TAREFA 1 — No manifesto sobre o ensino médio paranaense, quais disciplinas tiveram a carga horária reduzida?
TAREFA 2 — Transcreva do manifesto sobre o ensino médio paranaense o trecho que vai de "Sobre a importância" até "simplesmente proporcionar prazer.", incluindo essas palavras.
TAREFA 3 — Retome a escrita do manifesto sobre a redução da carga horária de Arte, Filosofia e Sociologia a partir do ponto em que ele para.

TEXTO PARA LEITURA —
Por Thiago José da Rocha

 

Caro Sr. Secretário da Educação do Estado do Paraná e Sr. Governador do Estado do Paraná.

 

Como historiador e sociólogo, sempre soube que a Educação nunca foi uma das prioridades de qualquer plataforma política existente no Brasil, independentemente de governo. O que enxergamos são falácias, mentiras, promessas feitas em período de campanha eleitoral, mas que depois de eleitos, nossos representantes fecham em seus gabinetes, de onde defendem interesses próprios e particulares, típico do estado patrimonialista brasileiro.

 

Escrevo esse manifesto por estar, assim como milhares de outros professores, profundamente estarrecido com os mandos e desmandos dessa Secretaria de Educação sem, ao menos, consultar os educadores ou comunidade escolar acerca da diminuição da carga horária das disciplinas de Arte, Filosofia e Sociologia da grade curricular do Ensino Médio da rede pública de educação do estado do Paraná. Uma mudança que foi imposta a toda a rede de educação paranaense, sem nenhum tipo de discussão ou debate.

 

Sobre a importância da Arte para a Educação Básica, as próprias Diretrizes Curriculares elucidam que o ensino dessa disciplina deixa de ser coadjuvante no sistema educacional para se ocupar também do desenvolvimento do sujeito frente a uma sociedade construída historicamente e em constante transformação, e que as diferentes formas de pensar a Arte e o seu ensino são constituídas nas relações socioculturais, econômicas e políticas do momento histórico em que se desenvolveram. Nesse sentido, as diversas teorias sobre a Arte estabelecem referências sobre sua função social, tais como: da arte poder servir à ética, à política, à religião, à ideologia; ser utilitária ou mágica; transformar-se em mercadoria ou simplesmente proporcionar prazer.

 

A Filosofia, por sua vez, é marcada pelo pluralismo de ideias, o que permite pensar de maneira específica cada um dos conteúdos estruturantes apresentados nas próprias Diretrizes Curriculares, e seu ensino não pode perder algumas características essenciais da disciplina, como por exemplo, a capacidade de dialogar de forma crítica e autônoma. Não se pode ensinar Filosofia a não ser através do próprio ato de filosofar. No entanto, a Secretaria de Educação do Paraná não levou em conta que a redução da carga horária dessa disciplina afetará, justamente, a capacidade filosófica de nossos alunos e impedirá que eles tenham contato com a diversidade de temas/conteúdos trabalhados por essa disciplina, tão caros e necessários para a sociedade globalizada e multifacetada em que vivemos atualmente.

 

E, por fim, mas nem por isso menos importante, a Sociologia, ao abordar a sociedade contemporânea em suas múltiplas dimensões (social, econômica, política, cultural etc.) contribui para que o aluno compreenda melhor as relações sociais e as instituições, o que é essencial para sua inserção no mundo do trabalho, bem como ajuda a dotar os estudantes de maior consciência de seus direitos e deveres enquanto cidadãos. A Sociologia permite a compreensão do tecido social do qual o aluno pertence, ajuda-o a entender os jogos de poder e, principalmente, os conflitos que estão presentes, diariamente, na sociedade em que vive, além de permitir que, através das lições da Sociologia, ele tenha a capacidade de ajudar na transformação da realidade na qual está inserido.

LINHAS DA LISTAGEM —
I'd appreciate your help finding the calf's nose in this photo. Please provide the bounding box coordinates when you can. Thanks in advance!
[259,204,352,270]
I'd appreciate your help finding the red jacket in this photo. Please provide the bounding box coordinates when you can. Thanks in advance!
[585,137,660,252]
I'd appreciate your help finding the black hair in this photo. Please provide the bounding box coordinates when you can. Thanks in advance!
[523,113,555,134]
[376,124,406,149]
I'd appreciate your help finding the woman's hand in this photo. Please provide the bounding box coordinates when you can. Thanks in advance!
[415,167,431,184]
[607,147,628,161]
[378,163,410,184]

==

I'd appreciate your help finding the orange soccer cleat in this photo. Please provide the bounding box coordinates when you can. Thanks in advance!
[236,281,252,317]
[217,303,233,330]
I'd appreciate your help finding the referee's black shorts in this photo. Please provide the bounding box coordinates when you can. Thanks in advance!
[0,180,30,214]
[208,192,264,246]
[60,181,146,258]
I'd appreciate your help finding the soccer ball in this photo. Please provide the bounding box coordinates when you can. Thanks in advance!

RESPOSTA 1 — Arte, Filosofia e Sociologia.

RESPOSTA 2 —
Sobre a importância da Arte para a Educação Básica, as próprias Diretrizes Curriculares elucidam que o ensino dessa disciplina deixa de ser coadjuvante no sistema educacional para se ocupar também do desenvolvimento do sujeito frente a uma sociedade construída historicamente e em constante transformação, e que as diferentes formas de pensar a Arte e o seu ensino são constituídas nas relações socioculturais, econômicas e políticas do momento histórico em que se desenvolveram. Nesse sentido, as diversas teorias sobre a Arte estabelecem referências sobre sua função social, tais como: da arte poder servir à ética, à política, à religião, à ideologia; ser utilitária ou mágica; transformar-se em mercadoria ou simplesmente proporcionar prazer.

RESPOSTA 3 —
 

Felizmente, sabemos que a educação se apresenta como o processo socializador por excelência. Entretanto, e INFELIZMENTE, esse processo depende formalmente da vontade política dos dirigentes – dirigentes esses que não têm conhecimento algum das distintas realidades escolares do Estado. Aqui se coloca também a questão dos avanços e retrocessos frequentes no processo de redução das cargas horárias no sistema formal de ensino. Essa intermitência diz respeito ao processo político na escolha das disciplinas formativas e culturais.

 

Nesse caso, a redução da carga horária dessas disciplinas descumpre instrução normativa n. 015/2006 – SUED/SEED, que defende o princípio de equidade entre as disciplinas, de modo a garantir um mínimo de duas aulas semanais para todas as disciplinas nas séries em que são ofertadas.

 

Lido isso, como o professor pode lidar com esse processo de redução de carga horária? É cômico se não fosse triste. Os prejuízos pedagógicos decorrentes dessa diminuição de carga horária são gigantescos: muitos conteúdos, poucas aulas, muitos estudantes em sala, além de um número sem igual de burocracias que o Estado nos impõe, por meio da Secretaria de Educação e dos Núcleos Regionais:  papéis a preencher, planos de ação para discutir, estratégias a serem elaboradas, pais que não comparecem à escola, Conselho Tutelar ineficaz, entre outros problemas que os gestores e educadores encontram em seu cotidiano.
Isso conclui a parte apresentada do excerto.